Selected passage —

....................

Clinical Trial Results: Noninvasive Brain Tumor Biopsy


Key Points

  • Data from a first-in-human safety and feasibility prospective clinical trial using “sonobiopsy,” or focused ultrasound–enhanced liquid biopsy, were recently published. 
  • The study, which enrolled five participants with brain tumors, noninvasively enriched blood circulating biomarkers that gave physicians detailed information about the brain tumors. 
Illustration of the neuronavigation-guided sonobiopsy setup.
Illustration of the neuronavigation-guided sonobiopsy setup.

Source: Yuan, J., Xu, L., Chien, CY. et al. First-in-human prospective trial of sonobiopsy in high-grade glioma patients using neuronavigation-guided focused ultrasound. npj Precis. Onc. 7, 92 (2023).

First-In-Human Prospective Trial of Sonobiopsy in High-Grade Glioma Patients Using Neuronavigation-Guided Focused Ultrasound 

The research (and device-designing) team led by Hong Chen, PhD, and Eric C. Leuthardt, MD, at Washington University in St. Louis (WUSTL) recently published data from their first-in-human prospective clinical trial using “sonobiopsy,” or focused ultrasound–enhanced liquid biopsy. The safety and feasibility pilot study enrolled five participants with brain tumors to test the technique, which has been patented by WUSTL.

....................

Records provided —
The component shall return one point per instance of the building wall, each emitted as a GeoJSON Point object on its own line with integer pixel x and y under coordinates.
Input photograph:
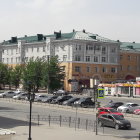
{"type": "Point", "coordinates": [129, 64]}
{"type": "Point", "coordinates": [83, 59]}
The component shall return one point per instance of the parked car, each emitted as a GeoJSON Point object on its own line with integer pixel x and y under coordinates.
{"type": "Point", "coordinates": [71, 101]}
{"type": "Point", "coordinates": [6, 94]}
{"type": "Point", "coordinates": [108, 110]}
{"type": "Point", "coordinates": [20, 96]}
{"type": "Point", "coordinates": [60, 92]}
{"type": "Point", "coordinates": [113, 120]}
{"type": "Point", "coordinates": [61, 99]}
{"type": "Point", "coordinates": [49, 99]}
{"type": "Point", "coordinates": [132, 109]}
{"type": "Point", "coordinates": [84, 102]}
{"type": "Point", "coordinates": [137, 111]}
{"type": "Point", "coordinates": [114, 105]}
{"type": "Point", "coordinates": [125, 108]}
{"type": "Point", "coordinates": [39, 98]}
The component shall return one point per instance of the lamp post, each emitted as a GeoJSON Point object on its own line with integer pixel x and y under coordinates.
{"type": "Point", "coordinates": [31, 97]}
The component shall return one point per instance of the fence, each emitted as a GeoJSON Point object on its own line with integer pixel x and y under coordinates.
{"type": "Point", "coordinates": [74, 122]}
{"type": "Point", "coordinates": [87, 110]}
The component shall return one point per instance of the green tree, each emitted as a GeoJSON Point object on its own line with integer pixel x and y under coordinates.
{"type": "Point", "coordinates": [53, 75]}
{"type": "Point", "coordinates": [32, 74]}
{"type": "Point", "coordinates": [16, 75]}
{"type": "Point", "coordinates": [3, 75]}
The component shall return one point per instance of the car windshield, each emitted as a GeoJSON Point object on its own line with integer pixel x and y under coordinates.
{"type": "Point", "coordinates": [112, 110]}
{"type": "Point", "coordinates": [118, 117]}
{"type": "Point", "coordinates": [127, 104]}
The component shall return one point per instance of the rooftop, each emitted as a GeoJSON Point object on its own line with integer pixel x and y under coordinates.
{"type": "Point", "coordinates": [80, 35]}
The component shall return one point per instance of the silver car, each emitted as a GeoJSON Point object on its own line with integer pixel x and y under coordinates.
{"type": "Point", "coordinates": [20, 96]}
{"type": "Point", "coordinates": [9, 94]}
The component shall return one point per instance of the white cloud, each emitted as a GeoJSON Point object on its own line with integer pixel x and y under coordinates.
{"type": "Point", "coordinates": [35, 4]}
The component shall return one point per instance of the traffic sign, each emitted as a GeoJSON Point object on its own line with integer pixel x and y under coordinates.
{"type": "Point", "coordinates": [101, 93]}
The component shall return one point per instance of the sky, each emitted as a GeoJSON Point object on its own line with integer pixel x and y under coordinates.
{"type": "Point", "coordinates": [113, 19]}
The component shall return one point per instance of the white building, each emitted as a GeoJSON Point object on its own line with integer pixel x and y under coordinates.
{"type": "Point", "coordinates": [85, 55]}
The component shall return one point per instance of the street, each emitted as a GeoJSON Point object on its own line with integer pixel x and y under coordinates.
{"type": "Point", "coordinates": [20, 110]}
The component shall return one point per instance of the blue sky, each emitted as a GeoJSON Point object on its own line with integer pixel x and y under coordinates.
{"type": "Point", "coordinates": [114, 19]}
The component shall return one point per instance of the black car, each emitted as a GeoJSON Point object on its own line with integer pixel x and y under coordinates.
{"type": "Point", "coordinates": [84, 102]}
{"type": "Point", "coordinates": [114, 105]}
{"type": "Point", "coordinates": [113, 120]}
{"type": "Point", "coordinates": [61, 99]}
{"type": "Point", "coordinates": [49, 99]}
{"type": "Point", "coordinates": [71, 101]}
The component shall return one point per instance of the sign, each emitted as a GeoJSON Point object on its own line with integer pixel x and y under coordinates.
{"type": "Point", "coordinates": [101, 93]}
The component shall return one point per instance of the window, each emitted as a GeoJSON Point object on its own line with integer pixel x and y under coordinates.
{"type": "Point", "coordinates": [104, 69]}
{"type": "Point", "coordinates": [128, 68]}
{"type": "Point", "coordinates": [7, 60]}
{"type": "Point", "coordinates": [129, 57]}
{"type": "Point", "coordinates": [88, 69]}
{"type": "Point", "coordinates": [95, 59]}
{"type": "Point", "coordinates": [64, 57]}
{"type": "Point", "coordinates": [79, 47]}
{"type": "Point", "coordinates": [103, 50]}
{"type": "Point", "coordinates": [87, 58]}
{"type": "Point", "coordinates": [113, 50]}
{"type": "Point", "coordinates": [89, 47]}
{"type": "Point", "coordinates": [96, 69]}
{"type": "Point", "coordinates": [57, 49]}
{"type": "Point", "coordinates": [113, 70]}
{"type": "Point", "coordinates": [37, 49]}
{"type": "Point", "coordinates": [11, 51]}
{"type": "Point", "coordinates": [121, 57]}
{"type": "Point", "coordinates": [77, 58]}
{"type": "Point", "coordinates": [18, 59]}
{"type": "Point", "coordinates": [121, 67]}
{"type": "Point", "coordinates": [43, 49]}
{"type": "Point", "coordinates": [97, 48]}
{"type": "Point", "coordinates": [77, 69]}
{"type": "Point", "coordinates": [11, 60]}
{"type": "Point", "coordinates": [103, 59]}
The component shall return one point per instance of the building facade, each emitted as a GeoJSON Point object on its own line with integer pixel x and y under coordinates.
{"type": "Point", "coordinates": [84, 55]}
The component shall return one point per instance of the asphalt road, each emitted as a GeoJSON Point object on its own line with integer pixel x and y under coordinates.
{"type": "Point", "coordinates": [20, 110]}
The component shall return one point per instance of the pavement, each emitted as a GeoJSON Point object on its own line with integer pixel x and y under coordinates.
{"type": "Point", "coordinates": [53, 132]}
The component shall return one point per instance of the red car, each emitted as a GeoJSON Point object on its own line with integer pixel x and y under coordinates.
{"type": "Point", "coordinates": [108, 110]}
{"type": "Point", "coordinates": [137, 111]}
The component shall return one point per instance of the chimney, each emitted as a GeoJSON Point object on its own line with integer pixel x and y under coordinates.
{"type": "Point", "coordinates": [57, 34]}
{"type": "Point", "coordinates": [40, 37]}
{"type": "Point", "coordinates": [13, 39]}
{"type": "Point", "coordinates": [84, 30]}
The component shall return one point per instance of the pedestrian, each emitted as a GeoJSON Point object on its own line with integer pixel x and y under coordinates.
{"type": "Point", "coordinates": [110, 101]}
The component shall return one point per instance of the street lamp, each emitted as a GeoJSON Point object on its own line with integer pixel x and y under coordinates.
{"type": "Point", "coordinates": [31, 97]}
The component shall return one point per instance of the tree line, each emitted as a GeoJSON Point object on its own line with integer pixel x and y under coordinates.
{"type": "Point", "coordinates": [39, 73]}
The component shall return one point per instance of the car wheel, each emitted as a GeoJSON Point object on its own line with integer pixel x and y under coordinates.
{"type": "Point", "coordinates": [117, 127]}
{"type": "Point", "coordinates": [100, 124]}
{"type": "Point", "coordinates": [127, 111]}
{"type": "Point", "coordinates": [4, 96]}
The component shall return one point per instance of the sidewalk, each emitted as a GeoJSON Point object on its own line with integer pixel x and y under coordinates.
{"type": "Point", "coordinates": [44, 132]}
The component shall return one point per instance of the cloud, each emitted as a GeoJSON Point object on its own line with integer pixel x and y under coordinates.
{"type": "Point", "coordinates": [62, 6]}
{"type": "Point", "coordinates": [34, 4]}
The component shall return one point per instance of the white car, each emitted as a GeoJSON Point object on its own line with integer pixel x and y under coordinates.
{"type": "Point", "coordinates": [60, 92]}
{"type": "Point", "coordinates": [7, 94]}
{"type": "Point", "coordinates": [125, 108]}
{"type": "Point", "coordinates": [39, 98]}
{"type": "Point", "coordinates": [20, 96]}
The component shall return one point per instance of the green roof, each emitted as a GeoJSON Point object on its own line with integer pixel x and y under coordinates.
{"type": "Point", "coordinates": [80, 35]}
{"type": "Point", "coordinates": [130, 46]}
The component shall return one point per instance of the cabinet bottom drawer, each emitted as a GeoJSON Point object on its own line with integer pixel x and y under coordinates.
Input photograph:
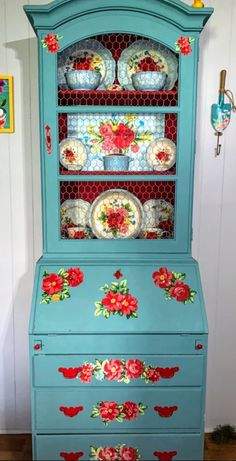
{"type": "Point", "coordinates": [115, 447]}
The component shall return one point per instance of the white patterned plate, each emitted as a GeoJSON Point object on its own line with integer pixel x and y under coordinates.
{"type": "Point", "coordinates": [116, 214]}
{"type": "Point", "coordinates": [141, 49]}
{"type": "Point", "coordinates": [156, 211]}
{"type": "Point", "coordinates": [101, 59]}
{"type": "Point", "coordinates": [75, 212]}
{"type": "Point", "coordinates": [73, 154]}
{"type": "Point", "coordinates": [161, 154]}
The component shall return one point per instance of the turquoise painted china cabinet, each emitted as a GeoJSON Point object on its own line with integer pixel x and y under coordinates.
{"type": "Point", "coordinates": [118, 331]}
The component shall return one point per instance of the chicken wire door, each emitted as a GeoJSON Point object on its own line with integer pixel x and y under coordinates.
{"type": "Point", "coordinates": [143, 130]}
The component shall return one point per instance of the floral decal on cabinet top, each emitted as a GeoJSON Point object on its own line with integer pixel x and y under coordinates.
{"type": "Point", "coordinates": [50, 41]}
{"type": "Point", "coordinates": [56, 287]}
{"type": "Point", "coordinates": [173, 285]}
{"type": "Point", "coordinates": [117, 300]}
{"type": "Point", "coordinates": [113, 411]}
{"type": "Point", "coordinates": [118, 453]}
{"type": "Point", "coordinates": [183, 45]}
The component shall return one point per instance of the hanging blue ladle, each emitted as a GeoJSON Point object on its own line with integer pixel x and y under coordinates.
{"type": "Point", "coordinates": [221, 112]}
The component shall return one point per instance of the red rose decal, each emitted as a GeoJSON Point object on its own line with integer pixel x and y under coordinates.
{"type": "Point", "coordinates": [129, 304]}
{"type": "Point", "coordinates": [51, 42]}
{"type": "Point", "coordinates": [112, 301]}
{"type": "Point", "coordinates": [52, 284]}
{"type": "Point", "coordinates": [124, 136]}
{"type": "Point", "coordinates": [86, 373]}
{"type": "Point", "coordinates": [183, 41]}
{"type": "Point", "coordinates": [113, 369]}
{"type": "Point", "coordinates": [162, 278]}
{"type": "Point", "coordinates": [152, 374]}
{"type": "Point", "coordinates": [118, 274]}
{"type": "Point", "coordinates": [53, 48]}
{"type": "Point", "coordinates": [109, 411]}
{"type": "Point", "coordinates": [50, 39]}
{"type": "Point", "coordinates": [180, 291]}
{"type": "Point", "coordinates": [173, 285]}
{"type": "Point", "coordinates": [118, 453]}
{"type": "Point", "coordinates": [117, 300]}
{"type": "Point", "coordinates": [128, 454]}
{"type": "Point", "coordinates": [107, 454]}
{"type": "Point", "coordinates": [75, 277]}
{"type": "Point", "coordinates": [134, 368]}
{"type": "Point", "coordinates": [130, 410]}
{"type": "Point", "coordinates": [183, 45]}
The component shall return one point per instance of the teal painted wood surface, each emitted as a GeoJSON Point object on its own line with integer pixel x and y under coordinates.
{"type": "Point", "coordinates": [134, 344]}
{"type": "Point", "coordinates": [187, 415]}
{"type": "Point", "coordinates": [187, 446]}
{"type": "Point", "coordinates": [163, 31]}
{"type": "Point", "coordinates": [190, 370]}
{"type": "Point", "coordinates": [155, 313]}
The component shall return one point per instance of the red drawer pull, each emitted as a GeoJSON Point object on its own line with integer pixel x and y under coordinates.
{"type": "Point", "coordinates": [166, 412]}
{"type": "Point", "coordinates": [71, 456]}
{"type": "Point", "coordinates": [168, 373]}
{"type": "Point", "coordinates": [165, 455]}
{"type": "Point", "coordinates": [69, 373]}
{"type": "Point", "coordinates": [71, 411]}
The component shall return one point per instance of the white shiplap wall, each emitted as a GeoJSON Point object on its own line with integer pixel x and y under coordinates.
{"type": "Point", "coordinates": [20, 240]}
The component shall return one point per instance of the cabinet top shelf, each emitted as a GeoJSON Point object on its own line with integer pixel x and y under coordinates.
{"type": "Point", "coordinates": [117, 98]}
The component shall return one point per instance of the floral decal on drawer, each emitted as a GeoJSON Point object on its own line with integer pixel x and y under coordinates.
{"type": "Point", "coordinates": [113, 411]}
{"type": "Point", "coordinates": [50, 42]}
{"type": "Point", "coordinates": [117, 300]}
{"type": "Point", "coordinates": [118, 453]}
{"type": "Point", "coordinates": [119, 370]}
{"type": "Point", "coordinates": [56, 287]}
{"type": "Point", "coordinates": [173, 285]}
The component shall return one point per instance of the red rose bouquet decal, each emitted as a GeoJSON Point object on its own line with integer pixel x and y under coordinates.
{"type": "Point", "coordinates": [118, 453]}
{"type": "Point", "coordinates": [50, 42]}
{"type": "Point", "coordinates": [112, 411]}
{"type": "Point", "coordinates": [117, 137]}
{"type": "Point", "coordinates": [56, 287]}
{"type": "Point", "coordinates": [173, 285]}
{"type": "Point", "coordinates": [117, 218]}
{"type": "Point", "coordinates": [183, 45]}
{"type": "Point", "coordinates": [117, 301]}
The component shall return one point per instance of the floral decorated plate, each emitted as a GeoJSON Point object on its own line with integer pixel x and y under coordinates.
{"type": "Point", "coordinates": [87, 55]}
{"type": "Point", "coordinates": [73, 154]}
{"type": "Point", "coordinates": [157, 211]}
{"type": "Point", "coordinates": [116, 214]}
{"type": "Point", "coordinates": [147, 55]}
{"type": "Point", "coordinates": [75, 212]}
{"type": "Point", "coordinates": [161, 154]}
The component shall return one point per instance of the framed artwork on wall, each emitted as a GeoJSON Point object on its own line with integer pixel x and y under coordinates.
{"type": "Point", "coordinates": [6, 104]}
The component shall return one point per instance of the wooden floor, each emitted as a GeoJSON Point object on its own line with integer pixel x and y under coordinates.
{"type": "Point", "coordinates": [18, 448]}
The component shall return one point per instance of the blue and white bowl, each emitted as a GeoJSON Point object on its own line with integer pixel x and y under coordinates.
{"type": "Point", "coordinates": [83, 79]}
{"type": "Point", "coordinates": [149, 80]}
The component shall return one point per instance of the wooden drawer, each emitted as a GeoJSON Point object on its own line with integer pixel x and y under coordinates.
{"type": "Point", "coordinates": [66, 371]}
{"type": "Point", "coordinates": [176, 447]}
{"type": "Point", "coordinates": [118, 410]}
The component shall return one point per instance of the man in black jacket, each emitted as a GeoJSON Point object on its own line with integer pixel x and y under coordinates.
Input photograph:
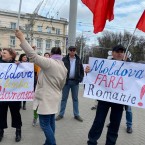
{"type": "Point", "coordinates": [74, 76]}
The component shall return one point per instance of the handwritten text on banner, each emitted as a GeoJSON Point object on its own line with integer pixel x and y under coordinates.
{"type": "Point", "coordinates": [116, 81]}
{"type": "Point", "coordinates": [16, 82]}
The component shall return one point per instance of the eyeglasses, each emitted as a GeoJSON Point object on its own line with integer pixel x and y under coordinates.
{"type": "Point", "coordinates": [72, 50]}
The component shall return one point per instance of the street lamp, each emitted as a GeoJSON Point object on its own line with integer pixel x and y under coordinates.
{"type": "Point", "coordinates": [81, 48]}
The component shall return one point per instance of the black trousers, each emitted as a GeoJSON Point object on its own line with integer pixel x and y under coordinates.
{"type": "Point", "coordinates": [98, 124]}
{"type": "Point", "coordinates": [15, 114]}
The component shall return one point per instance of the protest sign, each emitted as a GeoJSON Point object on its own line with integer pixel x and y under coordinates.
{"type": "Point", "coordinates": [116, 81]}
{"type": "Point", "coordinates": [16, 82]}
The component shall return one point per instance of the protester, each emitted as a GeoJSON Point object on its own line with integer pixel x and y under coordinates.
{"type": "Point", "coordinates": [50, 82]}
{"type": "Point", "coordinates": [46, 54]}
{"type": "Point", "coordinates": [36, 71]}
{"type": "Point", "coordinates": [23, 58]}
{"type": "Point", "coordinates": [74, 76]}
{"type": "Point", "coordinates": [102, 111]}
{"type": "Point", "coordinates": [0, 53]}
{"type": "Point", "coordinates": [8, 56]}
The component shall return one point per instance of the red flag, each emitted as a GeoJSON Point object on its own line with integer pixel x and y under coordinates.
{"type": "Point", "coordinates": [102, 10]}
{"type": "Point", "coordinates": [141, 23]}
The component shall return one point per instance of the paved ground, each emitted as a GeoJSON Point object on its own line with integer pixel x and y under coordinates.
{"type": "Point", "coordinates": [72, 132]}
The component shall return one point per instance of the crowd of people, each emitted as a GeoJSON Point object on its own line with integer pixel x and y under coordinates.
{"type": "Point", "coordinates": [55, 74]}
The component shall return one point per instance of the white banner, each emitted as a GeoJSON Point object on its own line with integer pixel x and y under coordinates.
{"type": "Point", "coordinates": [116, 81]}
{"type": "Point", "coordinates": [16, 82]}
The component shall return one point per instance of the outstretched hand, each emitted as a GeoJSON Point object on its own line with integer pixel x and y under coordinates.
{"type": "Point", "coordinates": [19, 35]}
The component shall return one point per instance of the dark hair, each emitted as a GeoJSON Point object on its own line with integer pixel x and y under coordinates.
{"type": "Point", "coordinates": [11, 51]}
{"type": "Point", "coordinates": [21, 56]}
{"type": "Point", "coordinates": [56, 50]}
{"type": "Point", "coordinates": [46, 53]}
{"type": "Point", "coordinates": [72, 47]}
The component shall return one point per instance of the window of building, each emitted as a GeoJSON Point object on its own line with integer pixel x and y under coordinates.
{"type": "Point", "coordinates": [57, 43]}
{"type": "Point", "coordinates": [48, 30]}
{"type": "Point", "coordinates": [39, 28]}
{"type": "Point", "coordinates": [13, 25]}
{"type": "Point", "coordinates": [39, 43]}
{"type": "Point", "coordinates": [12, 41]}
{"type": "Point", "coordinates": [48, 43]}
{"type": "Point", "coordinates": [57, 31]}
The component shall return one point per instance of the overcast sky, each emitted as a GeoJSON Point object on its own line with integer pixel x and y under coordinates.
{"type": "Point", "coordinates": [127, 14]}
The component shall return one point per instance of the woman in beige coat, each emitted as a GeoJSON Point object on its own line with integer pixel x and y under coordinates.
{"type": "Point", "coordinates": [50, 82]}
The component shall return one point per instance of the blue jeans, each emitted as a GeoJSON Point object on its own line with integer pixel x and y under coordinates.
{"type": "Point", "coordinates": [128, 116]}
{"type": "Point", "coordinates": [98, 124]}
{"type": "Point", "coordinates": [74, 86]}
{"type": "Point", "coordinates": [47, 123]}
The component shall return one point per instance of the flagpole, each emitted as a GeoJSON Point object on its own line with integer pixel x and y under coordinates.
{"type": "Point", "coordinates": [19, 14]}
{"type": "Point", "coordinates": [129, 44]}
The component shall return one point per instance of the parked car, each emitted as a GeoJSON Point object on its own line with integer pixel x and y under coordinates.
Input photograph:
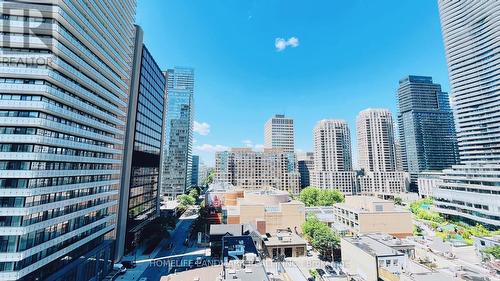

....................

Explore the material —
(1) Write out the portion of the sonobiopsy trial article between "The research (and" and "patented by WUSTL.", inclusive.
(2) Answer these questions using the sonobiopsy trial article:
(a) How many participants with brain tumors did the study enroll?
(b) Who led the research and device-designing team?
(c) Which institution patented the technique?
(3) Extend the sonobiopsy trial article, starting after its last sentence.

Answers by task —
(1)
The research (and device-designing) team led by Hong Chen, PhD, and Eric C. Leuthardt, MD, at Washington University in St. Louis (WUSTL) recently published data from their first-in-human prospective clinical trial using “sonobiopsy,” or focused ultrasound–enhanced liquid biopsy. The safety and feasibility pilot study enrolled five participants with brain tumors to test the technique, which has been patented by WUSTL.

(2)
(a) Five.
(b) Hong Chen, PhD, and Eric C. Leuthardt, MD.
(c) Washington University in St. Louis (WUSTL).

(3)
Importantly, brain tumor biomarkers – and biomarkers from other brain diseases – contain molecular and genetic information that can be used to diagnose and stage cancer, among other uses. Physicians can also use biomarkers to determine whether a treatment is working. 

With the goal of releasing disease-specific biomarkers (e.g., RNA, DNA, proteins) from the brain tumor into the circulating blood plasma, the WUSTL team developed a focused ultrasound device to target the brain tumor, then combined focused ultrasound with microbubbles to noninvasively open the blood-brain barrier (BBB) in that area to allow disease-specific biomarkers to flow from the tumor into the bloodstream. Without the sonobiopsy process, the biomarkers could not efficiently cross the BBB and enter the bloodstream to be measured. 

The WUSTL team designed the neuronavigation-guided focused ultrasound device for this project. Guided by a navigation system that is broadly used in the clinic for invasive brain biopsies, its ultrasound probe is portable and integrated with the clinical navigation system. This design enables easy integration of sonobiopsy into existing clinical workflows without requiring neurosurgeons to undertake additional training. First the probe is pointed at a target (the brain tumor). Then the team injects microbubbles into the bloodstream. When the microbubbles reach the brain, the focused ultrasound is turned on to oscillate the microbubbles and open the BBB. While the BBB is open, the molecules from the brain tumor move into the bloodstream. The physicians then use a regular blood draw to capture and measure the biomarker molecules. 

In the clinical trial, the blood samples collected before and after focused ultrasound sonication were compared with an analysis from the brain tumors after they were surgically removed. This comparison showed that the procedure was able to enrich patient tumor-specific circulating tumor DNA (ctDNA) in the blood. Histological analysis and transcriptome analysis of the sonicated brain tumor tissue found that focused ultrasound sonication was safe.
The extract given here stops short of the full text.